= Text under study =
————

"The search for the universal within the infinitesimally small is a quiet theme playing through most cultures," writes biologist David George Haskell in his book The Forest Unseen. And so he sits down nearly every day for a year to contemplate the life in a square meter of woodland in Tennessee. During those hours, his own life seems to slow to a snail's pace.
"Tiny Travelers" in this issue introduces a handful of Minnesota's terrestrial snails. Actually, a handful of these micro-mollusks could add up to thousands. As Haskell points out, observation of such nearly invisible creatures became possible only when people learned how to make glass and polish lenses for microscopes. A hand lens is his window onto the teeming forest floor.
People have always been creative in devising tools for hunting wildlife. "A Stick and a String" features contemporary practitioners of the ancient art of hunting deer with a traditional wooden bow. Some of these archers craft their own bows. "World-Class Fly-Fishing Destination" offers a new twist on pursuing Minnesota's monstrous muskies—by wielding heavy-weight fly rods to cast super-sized, hand-tied flies on a river in a drift boat.
In both of those stories, the quarry is familiar—big fish and game. But Haskell wonders why "our everyday experience of the animal kingdom is dominated by two groups of animals: the vertebrates and the insects … yet they represent just a fraction of the structural diversity of animals." He directs his attention underground and under the leaf litter, where snails and other invertebrates dwell.
In her book The Sound of a Wild Snail Eating, Elisabeth Tova Bailey focuses on the life of one particular land snail. The two-inch Neohelix albolabris is closely related to Minnesota's largest species, Neohelix alleni.
Bedridden because of a mysterious disease, Bailey watches the snail, which lives first among potted violets and then in a forested glass terrarium at her beside. She unravels the mystery of its nightly travels and odd dining habits: Climbing out of its container, the snail chewed square holes in envelopes and letters on the nightstand. Later, mesmerized, she listens to its hour-long munching of a flower petal.

————

= The data =
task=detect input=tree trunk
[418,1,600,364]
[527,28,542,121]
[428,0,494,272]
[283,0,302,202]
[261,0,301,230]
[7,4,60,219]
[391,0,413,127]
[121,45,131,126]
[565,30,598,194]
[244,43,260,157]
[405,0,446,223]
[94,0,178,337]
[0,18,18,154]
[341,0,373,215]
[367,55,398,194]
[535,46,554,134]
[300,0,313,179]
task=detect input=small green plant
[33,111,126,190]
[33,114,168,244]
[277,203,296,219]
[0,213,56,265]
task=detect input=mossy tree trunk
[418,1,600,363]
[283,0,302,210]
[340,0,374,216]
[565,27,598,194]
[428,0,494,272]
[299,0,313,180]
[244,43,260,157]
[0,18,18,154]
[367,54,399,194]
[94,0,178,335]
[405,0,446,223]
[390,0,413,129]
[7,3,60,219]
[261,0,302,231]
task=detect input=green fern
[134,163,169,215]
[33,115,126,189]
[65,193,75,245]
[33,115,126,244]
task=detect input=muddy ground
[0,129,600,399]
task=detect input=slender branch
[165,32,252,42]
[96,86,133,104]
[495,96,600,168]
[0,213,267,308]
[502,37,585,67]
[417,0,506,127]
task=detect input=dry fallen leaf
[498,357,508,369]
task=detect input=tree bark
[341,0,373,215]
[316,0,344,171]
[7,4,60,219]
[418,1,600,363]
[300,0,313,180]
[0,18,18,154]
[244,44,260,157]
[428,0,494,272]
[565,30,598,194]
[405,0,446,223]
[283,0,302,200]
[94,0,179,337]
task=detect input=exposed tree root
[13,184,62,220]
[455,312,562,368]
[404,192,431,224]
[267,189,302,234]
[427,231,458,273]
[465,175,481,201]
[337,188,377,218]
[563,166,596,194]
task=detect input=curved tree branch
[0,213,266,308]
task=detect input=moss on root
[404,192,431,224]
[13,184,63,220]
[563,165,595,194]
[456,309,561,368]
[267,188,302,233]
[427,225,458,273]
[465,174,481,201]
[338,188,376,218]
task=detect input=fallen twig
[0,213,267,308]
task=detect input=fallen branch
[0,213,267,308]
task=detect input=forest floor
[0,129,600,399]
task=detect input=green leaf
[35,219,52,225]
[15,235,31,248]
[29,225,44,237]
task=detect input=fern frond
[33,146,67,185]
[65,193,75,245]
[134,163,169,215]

————

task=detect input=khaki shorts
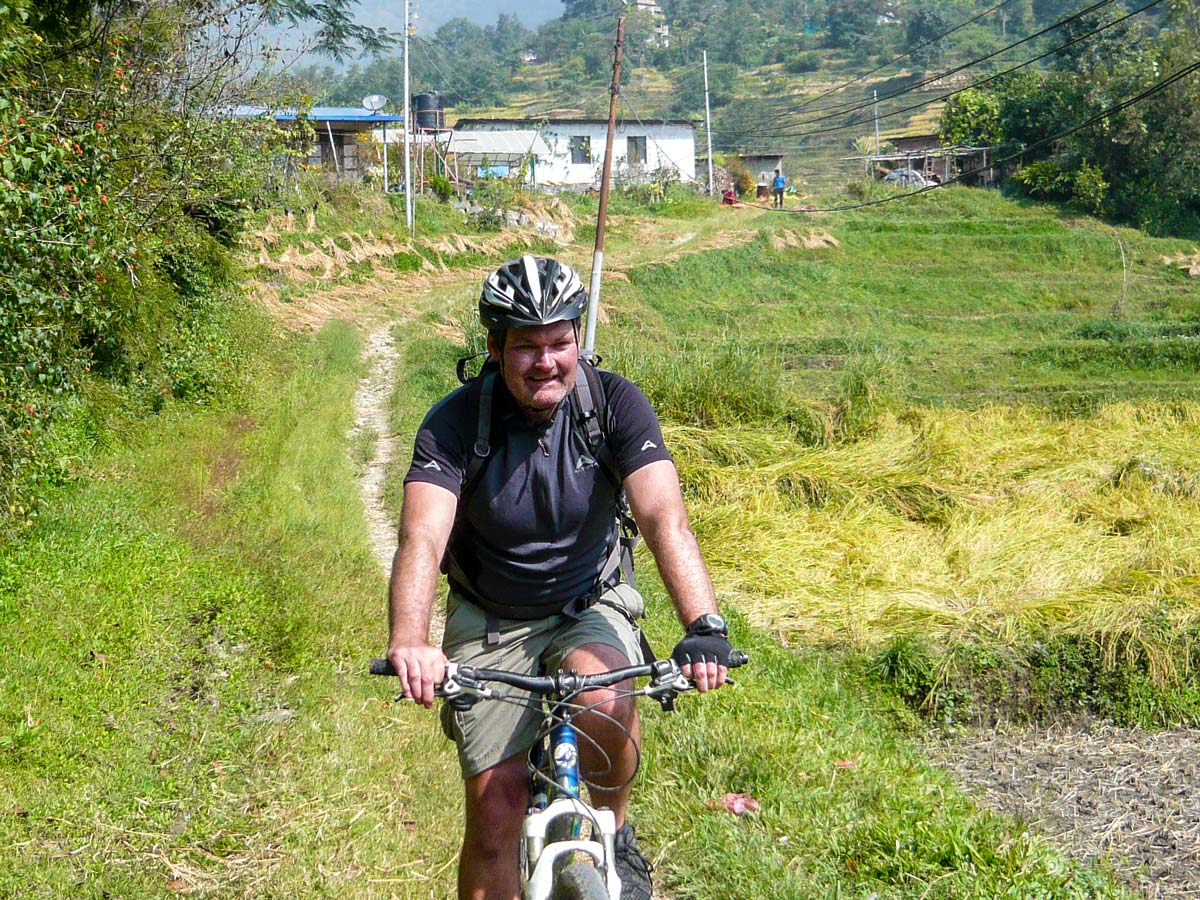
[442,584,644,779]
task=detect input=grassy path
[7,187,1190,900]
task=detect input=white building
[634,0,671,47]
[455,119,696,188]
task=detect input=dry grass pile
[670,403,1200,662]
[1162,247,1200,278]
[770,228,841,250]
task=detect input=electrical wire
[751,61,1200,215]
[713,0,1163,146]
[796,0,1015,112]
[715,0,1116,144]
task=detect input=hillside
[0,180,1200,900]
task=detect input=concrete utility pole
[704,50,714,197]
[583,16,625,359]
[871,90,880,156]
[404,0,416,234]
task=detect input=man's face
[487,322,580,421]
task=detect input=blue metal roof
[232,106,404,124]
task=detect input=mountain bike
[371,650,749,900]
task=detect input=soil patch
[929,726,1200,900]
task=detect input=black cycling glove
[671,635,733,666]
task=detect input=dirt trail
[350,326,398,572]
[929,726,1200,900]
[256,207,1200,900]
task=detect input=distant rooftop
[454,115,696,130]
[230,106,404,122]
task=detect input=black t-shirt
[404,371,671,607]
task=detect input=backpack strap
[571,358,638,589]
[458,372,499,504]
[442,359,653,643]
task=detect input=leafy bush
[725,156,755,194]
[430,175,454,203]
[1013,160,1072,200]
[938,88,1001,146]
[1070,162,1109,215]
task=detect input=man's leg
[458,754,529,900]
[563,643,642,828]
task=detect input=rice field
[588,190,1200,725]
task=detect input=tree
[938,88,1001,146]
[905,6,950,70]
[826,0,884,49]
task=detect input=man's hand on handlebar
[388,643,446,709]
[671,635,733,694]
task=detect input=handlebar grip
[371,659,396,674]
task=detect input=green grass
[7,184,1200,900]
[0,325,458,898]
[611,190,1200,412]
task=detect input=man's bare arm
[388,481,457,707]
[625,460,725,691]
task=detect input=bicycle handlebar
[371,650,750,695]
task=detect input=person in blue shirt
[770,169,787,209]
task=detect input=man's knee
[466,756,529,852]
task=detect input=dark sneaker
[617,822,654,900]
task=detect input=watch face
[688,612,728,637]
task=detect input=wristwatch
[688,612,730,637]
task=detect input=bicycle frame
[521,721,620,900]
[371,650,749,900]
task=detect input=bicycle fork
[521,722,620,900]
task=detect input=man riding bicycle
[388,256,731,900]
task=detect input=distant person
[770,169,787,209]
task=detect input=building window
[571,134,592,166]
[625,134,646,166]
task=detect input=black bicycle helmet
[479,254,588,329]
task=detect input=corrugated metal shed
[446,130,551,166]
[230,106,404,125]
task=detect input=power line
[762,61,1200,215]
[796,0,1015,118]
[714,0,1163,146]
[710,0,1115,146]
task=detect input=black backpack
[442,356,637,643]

————

= What the task requires =
Continue the piece above about snails and the books by Haskell and Bailey, starting after its last sentence.

= Exercise output =
As her curiosity grows, Bailey begins reading volumes on land snails. Her sources range from poets and writers to Victorian-era naturalists and present-day malacologists. With close daily observation and study, she discovers many of the snail behaviors and characteristics that researcher Jeff Nekola reports on in his story for Young Naturalists. For example, the importance of slime can hardly be overstated. "Slime is the sticky essence of a gastropod's soul," she writes, "the medium for everything in its life: locomotion, defense, healing, courting, mating, and egg production. … And rather than making a batch of 'all-purpose' slime, my snail had a species-specific recipe for each of these needs and for different parts of its body."
Slime seals the shell entrance when the snail goes dormant. During summer dry spells, this escape is known as estivation. Winter cold calls for a longer retreat with better insulation. A snail may hibernate by sealing up the house with a thicker mucous layer, or epiphragm. Some species put up rows of epiphragms, trapping air between layers like double-pane windows.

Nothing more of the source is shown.